- Excerpt:
----------------

The main difference when using a local deployment is that the container image is built on your local machine, which is why you need to have Docker installed for a local deployment.

Understanding these high-level steps should help you understand where errors are happening.

Get deployment logs

The first step in debugging errors is to get your deployment logs. First, follow the instructions here to connect to your workspace.

APPLIES TO: Azure CLI ml extension v1

To get the logs from a deployed webservice, do:

az ml service get-logs --verbose --workspace-name <my workspace name> --name <service name>

Debug locally

If you have problems when deploying a model to ACI or AKS, deploy it as a local web service. Using a local web service makes it easier to troubleshoot problems. To troubleshoot a deployment locally, see the local troubleshooting article.

Azure Machine Learning inference HTTP server

The local inference server allows you to quickly debug your entry script (score.py). In case the underlying score script has a bug, the server fails to initialize or serve the model. Instead, it throws an exception & the location where the issues occurred. Learn more about Azure Machine Learning inference HTTP Server

  1. Install the azureml-inference-server-http package from the pypi feed:

    python -m pip install azureml-inference-server-http
    
  2. Start the server and set score.py as the entry script:

    azmlinfsrv --entry_script score.py
    
  3. Send a scoring request to the server using curl:

    curl -p 127.0.0.1:5001/score
    

Note

Learn frequently asked questions about Azure machine learning Inference HTTP server.

Container can't be scheduled

When deploying a service to an Azure Kubernetes Service compute target, Azure Machine Learning attempts to schedule the service with the requested amount of resources. If there are no nodes available in the cluster with the appropriate amount of resources after 5 minutes, the deployment will fail. The failure message is Couldn't Schedule because the kubernetes cluster didn't have available resources after trying for 00:05:00. You can address this error by either adding more nodes, changing the SKU of your nodes, or changing the resource requirements of your service.

The error message will typically indicate which resource you need more of - for instance, if you see an error message indicating 0/3 nodes are available: 3 Insufficient nvidia.com/gpu that means that the service requires GPUs and there are three nodes in the cluster that don't have available GPUs. This could be addressed by adding more nodes if you're using a GPU SKU, switching to a GPU enabled SKU if you aren't or changing your environment to not require GPUs.

Service launch fails

After the image is successfully built, the system attempts to start a container using your deployment configuration. As part of container starting-up process, the init() function in your scoring script is invoked by the system. If there are uncaught exceptions in the init() function, you might see CrashLoopBackOff error in the error message.

Use the info in the Inspect the Docker log article.

Container azureml-fe-aci launch fails

When deploying a service to an Azure Container Instance compute target, Azure Machine Learning attempts to create a front-end container that has the name azureml-fe-aci for the inference request. If azureml-fe-aci crashes, you can see logs by running az container logs --name MyContainerGroup --resource-group MyResourceGroup --subscription MySubscription --container-name azureml-fe-aci. You can follow the error message in the logs to make the fix.

----------------

- Objective 1:
Report every line of the records below that contains the string "building", copying each line in full. Case counts.

----------------

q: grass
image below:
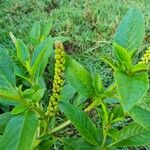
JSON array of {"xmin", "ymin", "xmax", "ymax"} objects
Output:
[
  {"xmin": 0, "ymin": 0, "xmax": 150, "ymax": 86},
  {"xmin": 0, "ymin": 0, "xmax": 150, "ymax": 150}
]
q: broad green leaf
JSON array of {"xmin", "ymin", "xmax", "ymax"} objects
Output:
[
  {"xmin": 73, "ymin": 93, "xmax": 87, "ymax": 106},
  {"xmin": 110, "ymin": 123, "xmax": 150, "ymax": 147},
  {"xmin": 16, "ymin": 40, "xmax": 30, "ymax": 65},
  {"xmin": 0, "ymin": 111, "xmax": 38, "ymax": 150},
  {"xmin": 30, "ymin": 22, "xmax": 41, "ymax": 45},
  {"xmin": 65, "ymin": 55, "xmax": 94, "ymax": 98},
  {"xmin": 63, "ymin": 138, "xmax": 99, "ymax": 150},
  {"xmin": 114, "ymin": 8, "xmax": 145, "ymax": 51},
  {"xmin": 11, "ymin": 105, "xmax": 27, "ymax": 115},
  {"xmin": 0, "ymin": 112, "xmax": 12, "ymax": 133},
  {"xmin": 113, "ymin": 43, "xmax": 132, "ymax": 69},
  {"xmin": 61, "ymin": 83, "xmax": 77, "ymax": 102},
  {"xmin": 38, "ymin": 139, "xmax": 55, "ymax": 150},
  {"xmin": 60, "ymin": 102, "xmax": 100, "ymax": 145},
  {"xmin": 42, "ymin": 20, "xmax": 53, "ymax": 38},
  {"xmin": 114, "ymin": 70, "xmax": 149, "ymax": 112},
  {"xmin": 0, "ymin": 89, "xmax": 21, "ymax": 103},
  {"xmin": 132, "ymin": 64, "xmax": 149, "ymax": 73},
  {"xmin": 31, "ymin": 37, "xmax": 53, "ymax": 79},
  {"xmin": 129, "ymin": 105, "xmax": 150, "ymax": 130},
  {"xmin": 0, "ymin": 47, "xmax": 16, "ymax": 91},
  {"xmin": 111, "ymin": 105, "xmax": 124, "ymax": 122},
  {"xmin": 100, "ymin": 56, "xmax": 116, "ymax": 70},
  {"xmin": 93, "ymin": 74, "xmax": 104, "ymax": 94}
]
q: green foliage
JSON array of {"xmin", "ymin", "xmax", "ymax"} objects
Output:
[
  {"xmin": 60, "ymin": 102, "xmax": 100, "ymax": 145},
  {"xmin": 114, "ymin": 70, "xmax": 149, "ymax": 111},
  {"xmin": 111, "ymin": 123, "xmax": 150, "ymax": 147},
  {"xmin": 0, "ymin": 111, "xmax": 38, "ymax": 150},
  {"xmin": 63, "ymin": 138, "xmax": 98, "ymax": 150},
  {"xmin": 0, "ymin": 4, "xmax": 150, "ymax": 150},
  {"xmin": 129, "ymin": 105, "xmax": 150, "ymax": 130},
  {"xmin": 65, "ymin": 56, "xmax": 94, "ymax": 98},
  {"xmin": 114, "ymin": 8, "xmax": 145, "ymax": 52},
  {"xmin": 0, "ymin": 112, "xmax": 12, "ymax": 133},
  {"xmin": 0, "ymin": 48, "xmax": 16, "ymax": 91}
]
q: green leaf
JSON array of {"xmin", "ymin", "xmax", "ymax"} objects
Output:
[
  {"xmin": 38, "ymin": 139, "xmax": 55, "ymax": 150},
  {"xmin": 42, "ymin": 20, "xmax": 53, "ymax": 38},
  {"xmin": 113, "ymin": 43, "xmax": 132, "ymax": 69},
  {"xmin": 129, "ymin": 105, "xmax": 150, "ymax": 130},
  {"xmin": 30, "ymin": 22, "xmax": 41, "ymax": 45},
  {"xmin": 61, "ymin": 83, "xmax": 77, "ymax": 102},
  {"xmin": 93, "ymin": 74, "xmax": 104, "ymax": 94},
  {"xmin": 0, "ymin": 88, "xmax": 22, "ymax": 104},
  {"xmin": 65, "ymin": 55, "xmax": 95, "ymax": 98},
  {"xmin": 132, "ymin": 64, "xmax": 149, "ymax": 73},
  {"xmin": 63, "ymin": 138, "xmax": 99, "ymax": 150},
  {"xmin": 0, "ymin": 111, "xmax": 38, "ymax": 150},
  {"xmin": 16, "ymin": 40, "xmax": 30, "ymax": 65},
  {"xmin": 23, "ymin": 88, "xmax": 45, "ymax": 103},
  {"xmin": 114, "ymin": 8, "xmax": 145, "ymax": 51},
  {"xmin": 0, "ymin": 112, "xmax": 12, "ymax": 133},
  {"xmin": 11, "ymin": 105, "xmax": 27, "ymax": 115},
  {"xmin": 14, "ymin": 63, "xmax": 30, "ymax": 82},
  {"xmin": 114, "ymin": 70, "xmax": 149, "ymax": 112},
  {"xmin": 100, "ymin": 56, "xmax": 116, "ymax": 70},
  {"xmin": 109, "ymin": 123, "xmax": 150, "ymax": 147},
  {"xmin": 31, "ymin": 37, "xmax": 53, "ymax": 79},
  {"xmin": 60, "ymin": 102, "xmax": 100, "ymax": 145},
  {"xmin": 0, "ymin": 47, "xmax": 16, "ymax": 91}
]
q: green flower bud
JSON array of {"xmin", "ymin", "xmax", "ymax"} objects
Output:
[{"xmin": 46, "ymin": 42, "xmax": 65, "ymax": 117}]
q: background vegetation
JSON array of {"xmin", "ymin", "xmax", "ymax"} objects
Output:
[
  {"xmin": 0, "ymin": 0, "xmax": 150, "ymax": 149},
  {"xmin": 0, "ymin": 0, "xmax": 150, "ymax": 85}
]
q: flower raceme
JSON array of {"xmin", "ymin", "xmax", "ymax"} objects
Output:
[
  {"xmin": 46, "ymin": 41, "xmax": 65, "ymax": 117},
  {"xmin": 139, "ymin": 47, "xmax": 150, "ymax": 64}
]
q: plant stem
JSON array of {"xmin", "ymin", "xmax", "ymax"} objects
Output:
[
  {"xmin": 100, "ymin": 101, "xmax": 109, "ymax": 150},
  {"xmin": 49, "ymin": 100, "xmax": 100, "ymax": 134}
]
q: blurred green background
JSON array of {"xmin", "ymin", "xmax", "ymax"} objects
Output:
[{"xmin": 0, "ymin": 0, "xmax": 150, "ymax": 86}]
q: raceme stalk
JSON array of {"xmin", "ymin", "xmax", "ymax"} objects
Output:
[{"xmin": 46, "ymin": 41, "xmax": 65, "ymax": 117}]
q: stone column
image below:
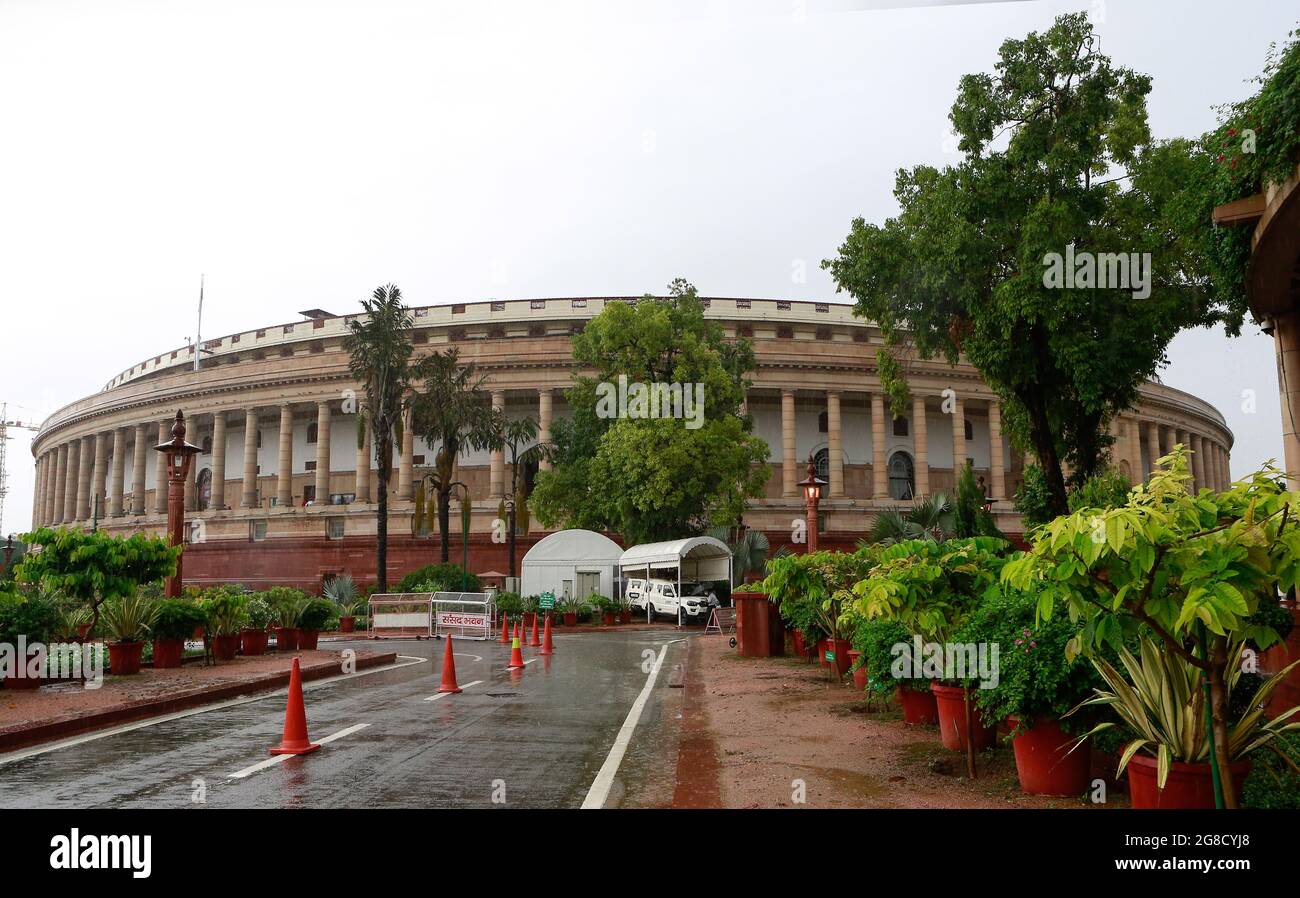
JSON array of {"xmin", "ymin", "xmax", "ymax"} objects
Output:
[
  {"xmin": 239, "ymin": 408, "xmax": 261, "ymax": 508},
  {"xmin": 153, "ymin": 420, "xmax": 172, "ymax": 515},
  {"xmin": 871, "ymin": 390, "xmax": 889, "ymax": 499},
  {"xmin": 988, "ymin": 400, "xmax": 1008, "ymax": 499},
  {"xmin": 75, "ymin": 437, "xmax": 95, "ymax": 521},
  {"xmin": 826, "ymin": 390, "xmax": 844, "ymax": 499},
  {"xmin": 276, "ymin": 403, "xmax": 294, "ymax": 508},
  {"xmin": 537, "ymin": 387, "xmax": 554, "ymax": 470},
  {"xmin": 208, "ymin": 412, "xmax": 226, "ymax": 511},
  {"xmin": 131, "ymin": 424, "xmax": 149, "ymax": 515},
  {"xmin": 489, "ymin": 390, "xmax": 506, "ymax": 499},
  {"xmin": 781, "ymin": 390, "xmax": 800, "ymax": 498},
  {"xmin": 352, "ymin": 408, "xmax": 371, "ymax": 502},
  {"xmin": 108, "ymin": 428, "xmax": 126, "ymax": 517},
  {"xmin": 911, "ymin": 395, "xmax": 930, "ymax": 499},
  {"xmin": 1191, "ymin": 434, "xmax": 1209, "ymax": 493},
  {"xmin": 953, "ymin": 395, "xmax": 966, "ymax": 478},
  {"xmin": 398, "ymin": 411, "xmax": 415, "ymax": 502},
  {"xmin": 316, "ymin": 400, "xmax": 332, "ymax": 506},
  {"xmin": 64, "ymin": 439, "xmax": 81, "ymax": 524}
]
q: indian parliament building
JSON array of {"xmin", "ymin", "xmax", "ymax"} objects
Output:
[{"xmin": 25, "ymin": 298, "xmax": 1232, "ymax": 589}]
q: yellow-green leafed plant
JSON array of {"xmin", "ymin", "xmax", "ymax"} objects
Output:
[{"xmin": 1067, "ymin": 639, "xmax": 1300, "ymax": 789}]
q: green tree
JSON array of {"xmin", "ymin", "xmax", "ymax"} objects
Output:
[
  {"xmin": 16, "ymin": 528, "xmax": 183, "ymax": 632},
  {"xmin": 1002, "ymin": 446, "xmax": 1300, "ymax": 807},
  {"xmin": 823, "ymin": 13, "xmax": 1240, "ymax": 515},
  {"xmin": 343, "ymin": 283, "xmax": 415, "ymax": 593},
  {"xmin": 412, "ymin": 347, "xmax": 497, "ymax": 564},
  {"xmin": 532, "ymin": 279, "xmax": 771, "ymax": 542}
]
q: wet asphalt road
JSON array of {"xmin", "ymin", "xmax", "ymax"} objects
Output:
[{"xmin": 0, "ymin": 630, "xmax": 686, "ymax": 808}]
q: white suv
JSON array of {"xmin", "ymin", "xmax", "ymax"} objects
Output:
[{"xmin": 642, "ymin": 580, "xmax": 709, "ymax": 617}]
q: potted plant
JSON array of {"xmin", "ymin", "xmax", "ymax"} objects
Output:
[
  {"xmin": 239, "ymin": 593, "xmax": 276, "ymax": 656},
  {"xmin": 957, "ymin": 590, "xmax": 1102, "ymax": 795},
  {"xmin": 267, "ymin": 586, "xmax": 307, "ymax": 651},
  {"xmin": 0, "ymin": 590, "xmax": 59, "ymax": 689},
  {"xmin": 152, "ymin": 599, "xmax": 208, "ymax": 669},
  {"xmin": 199, "ymin": 587, "xmax": 248, "ymax": 661},
  {"xmin": 104, "ymin": 595, "xmax": 157, "ymax": 674},
  {"xmin": 1078, "ymin": 637, "xmax": 1300, "ymax": 810},
  {"xmin": 1002, "ymin": 444, "xmax": 1300, "ymax": 808},
  {"xmin": 325, "ymin": 573, "xmax": 360, "ymax": 633},
  {"xmin": 298, "ymin": 599, "xmax": 334, "ymax": 651}
]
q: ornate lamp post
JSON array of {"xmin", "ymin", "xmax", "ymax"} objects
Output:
[
  {"xmin": 506, "ymin": 495, "xmax": 515, "ymax": 580},
  {"xmin": 153, "ymin": 411, "xmax": 202, "ymax": 599},
  {"xmin": 800, "ymin": 455, "xmax": 826, "ymax": 552}
]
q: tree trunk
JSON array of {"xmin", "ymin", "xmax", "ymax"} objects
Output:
[
  {"xmin": 1210, "ymin": 635, "xmax": 1236, "ymax": 810},
  {"xmin": 438, "ymin": 486, "xmax": 451, "ymax": 564},
  {"xmin": 374, "ymin": 438, "xmax": 393, "ymax": 593}
]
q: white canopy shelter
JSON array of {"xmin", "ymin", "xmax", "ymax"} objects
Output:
[
  {"xmin": 619, "ymin": 537, "xmax": 732, "ymax": 595},
  {"xmin": 520, "ymin": 530, "xmax": 623, "ymax": 599}
]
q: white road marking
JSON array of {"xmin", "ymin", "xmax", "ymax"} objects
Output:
[
  {"xmin": 228, "ymin": 724, "xmax": 369, "ymax": 780},
  {"xmin": 582, "ymin": 639, "xmax": 681, "ymax": 811},
  {"xmin": 0, "ymin": 655, "xmax": 429, "ymax": 765},
  {"xmin": 425, "ymin": 680, "xmax": 482, "ymax": 702}
]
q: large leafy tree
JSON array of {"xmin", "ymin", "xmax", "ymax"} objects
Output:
[
  {"xmin": 533, "ymin": 279, "xmax": 771, "ymax": 542},
  {"xmin": 412, "ymin": 347, "xmax": 498, "ymax": 563},
  {"xmin": 343, "ymin": 283, "xmax": 415, "ymax": 593},
  {"xmin": 823, "ymin": 13, "xmax": 1240, "ymax": 515}
]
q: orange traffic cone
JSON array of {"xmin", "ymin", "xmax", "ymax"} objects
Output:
[
  {"xmin": 438, "ymin": 635, "xmax": 460, "ymax": 693},
  {"xmin": 538, "ymin": 615, "xmax": 555, "ymax": 655},
  {"xmin": 270, "ymin": 656, "xmax": 320, "ymax": 755},
  {"xmin": 506, "ymin": 636, "xmax": 524, "ymax": 671}
]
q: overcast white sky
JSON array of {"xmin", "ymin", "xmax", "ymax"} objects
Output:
[{"xmin": 0, "ymin": 0, "xmax": 1300, "ymax": 532}]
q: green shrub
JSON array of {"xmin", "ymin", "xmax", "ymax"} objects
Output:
[
  {"xmin": 394, "ymin": 563, "xmax": 480, "ymax": 593},
  {"xmin": 152, "ymin": 599, "xmax": 208, "ymax": 639}
]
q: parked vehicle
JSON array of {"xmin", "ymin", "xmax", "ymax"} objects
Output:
[{"xmin": 645, "ymin": 580, "xmax": 709, "ymax": 617}]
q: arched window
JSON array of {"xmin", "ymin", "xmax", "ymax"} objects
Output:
[{"xmin": 889, "ymin": 451, "xmax": 917, "ymax": 499}]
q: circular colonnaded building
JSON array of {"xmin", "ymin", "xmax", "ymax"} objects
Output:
[{"xmin": 33, "ymin": 298, "xmax": 1232, "ymax": 589}]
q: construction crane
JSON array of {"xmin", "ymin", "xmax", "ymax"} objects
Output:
[{"xmin": 0, "ymin": 403, "xmax": 40, "ymax": 538}]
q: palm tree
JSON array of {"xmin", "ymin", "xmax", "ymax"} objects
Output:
[
  {"xmin": 411, "ymin": 347, "xmax": 495, "ymax": 564},
  {"xmin": 858, "ymin": 493, "xmax": 956, "ymax": 547},
  {"xmin": 343, "ymin": 283, "xmax": 415, "ymax": 593}
]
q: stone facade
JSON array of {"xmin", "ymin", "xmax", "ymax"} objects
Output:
[{"xmin": 33, "ymin": 298, "xmax": 1232, "ymax": 585}]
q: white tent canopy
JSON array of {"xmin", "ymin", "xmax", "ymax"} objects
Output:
[
  {"xmin": 520, "ymin": 530, "xmax": 623, "ymax": 598},
  {"xmin": 619, "ymin": 537, "xmax": 732, "ymax": 585}
]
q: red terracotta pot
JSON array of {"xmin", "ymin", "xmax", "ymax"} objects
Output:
[
  {"xmin": 239, "ymin": 630, "xmax": 269, "ymax": 655},
  {"xmin": 1006, "ymin": 717, "xmax": 1092, "ymax": 795},
  {"xmin": 849, "ymin": 650, "xmax": 867, "ymax": 693},
  {"xmin": 894, "ymin": 686, "xmax": 939, "ymax": 726},
  {"xmin": 822, "ymin": 639, "xmax": 853, "ymax": 677},
  {"xmin": 212, "ymin": 633, "xmax": 239, "ymax": 661},
  {"xmin": 1128, "ymin": 755, "xmax": 1252, "ymax": 811},
  {"xmin": 108, "ymin": 642, "xmax": 144, "ymax": 676},
  {"xmin": 930, "ymin": 681, "xmax": 997, "ymax": 751},
  {"xmin": 153, "ymin": 639, "xmax": 185, "ymax": 671}
]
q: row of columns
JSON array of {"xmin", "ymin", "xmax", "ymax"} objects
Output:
[{"xmin": 27, "ymin": 389, "xmax": 1231, "ymax": 525}]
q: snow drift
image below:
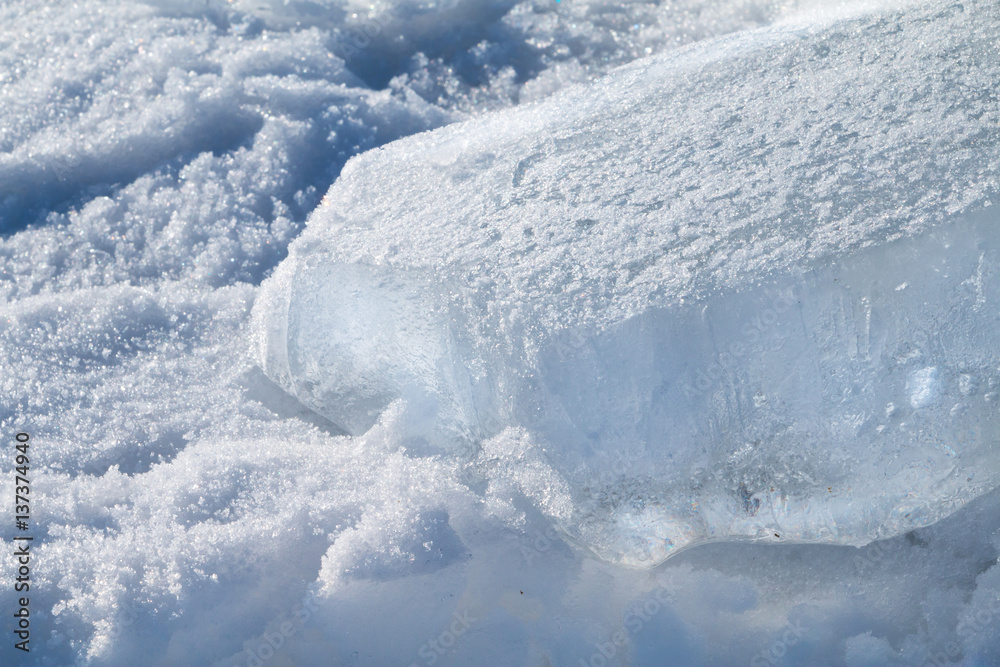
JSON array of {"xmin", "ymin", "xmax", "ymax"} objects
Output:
[{"xmin": 256, "ymin": 3, "xmax": 1000, "ymax": 565}]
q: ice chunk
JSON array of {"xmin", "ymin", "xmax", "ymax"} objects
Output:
[{"xmin": 256, "ymin": 2, "xmax": 1000, "ymax": 565}]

----------------

- Objective 2:
Continue the Azure Machine Learning deployment troubleshooting excerpt above from where it stops.

- Task result 1:
q: indian parliament building
q: circular colonnaded building

- Task result 2:
The most common failure for azureml-fe-aci is that the provided SSL certificate or key is invalid.

Function fails: get_model_path()

Often, in the init() function in the scoring script, Model.get_model_path() function is called to locate a model file or a folder of model files in the container. If the model file or folder can't be found, the function fails. The easiest way to debug this error is to run the below Python code in the Container shell:

APPLIES TO: Python SDK azureml v1

from azureml.core.model import Model
import logging
logging.basicConfig(level=logging.DEBUG)
print(Model.get_model_path(model_name='my-best-model'))

This example prints the local path (relative to /var/azureml-app) in the container where your scoring script is expecting to find the model file or folder. Then you can verify if the file or folder is indeed where it's expected to be.

Setting the logging level to DEBUG may cause additional information to be logged, which may be useful in identifying the failure.

Function fails: run(input_data)

If the service is successfully deployed, but it crashes when you post data to the scoring endpoint, you can add error catching statement in your run(input_data) function so that it returns detailed error message instead. For example:

def run(input_data):
    try:
        data = json.loads(input_data)['data']
        data = np.array(data)
        result = model.predict(data)
        return json.dumps({"result": result.tolist()})
    except Exception as e:
        result = str(e)
        # return error message back to the client
        return json.dumps({"error": result})

Note: Returning error messages from the run(input_data) call should be done for debugging purpose only. For security reasons, you shouldn't return error messages this way in a production environment.

HTTP status code 502

A 502 status code indicates that the service has thrown an exception or crashed in the run() method of the score.py file. Use the information in this article to debug the file.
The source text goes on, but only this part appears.